What the exercise asks:
Rewrite the data from the line containing "Coaching analytics dashboard: we need every ceiling" through the line containing "[7,0,127,61]", both included, and raise every box coordinate in the answers by 3. Keep all other lines as they are and give only that stretch.
-- START OF Items --
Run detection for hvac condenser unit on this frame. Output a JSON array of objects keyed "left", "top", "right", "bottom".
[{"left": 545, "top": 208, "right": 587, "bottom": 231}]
-- END OF Items --
-- START OF Items --
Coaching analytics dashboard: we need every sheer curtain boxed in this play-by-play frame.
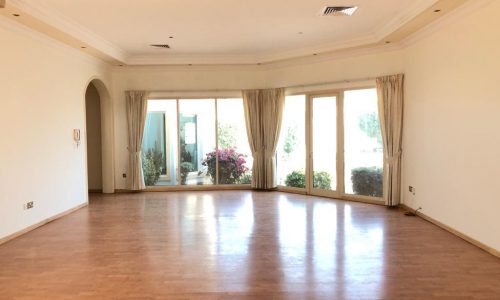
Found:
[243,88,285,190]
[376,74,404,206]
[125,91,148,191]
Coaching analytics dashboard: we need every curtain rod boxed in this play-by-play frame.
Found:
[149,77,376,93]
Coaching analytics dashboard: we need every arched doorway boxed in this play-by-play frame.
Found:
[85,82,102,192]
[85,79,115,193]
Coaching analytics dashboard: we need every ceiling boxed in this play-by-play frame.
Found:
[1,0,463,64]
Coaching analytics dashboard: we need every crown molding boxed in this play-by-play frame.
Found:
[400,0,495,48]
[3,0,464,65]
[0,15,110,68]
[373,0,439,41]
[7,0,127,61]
-- END OF Items --
Task result:
Coaching analytics dashboard: we need every ceiling boxed in this play-by-play frame.
Found:
[4,3,466,67]
Coaching analytics dashboard: we need every crown molding boxed in this play-by-play frame.
Found:
[403,3,498,51]
[6,3,467,68]
[3,18,113,71]
[376,3,442,44]
[10,3,130,64]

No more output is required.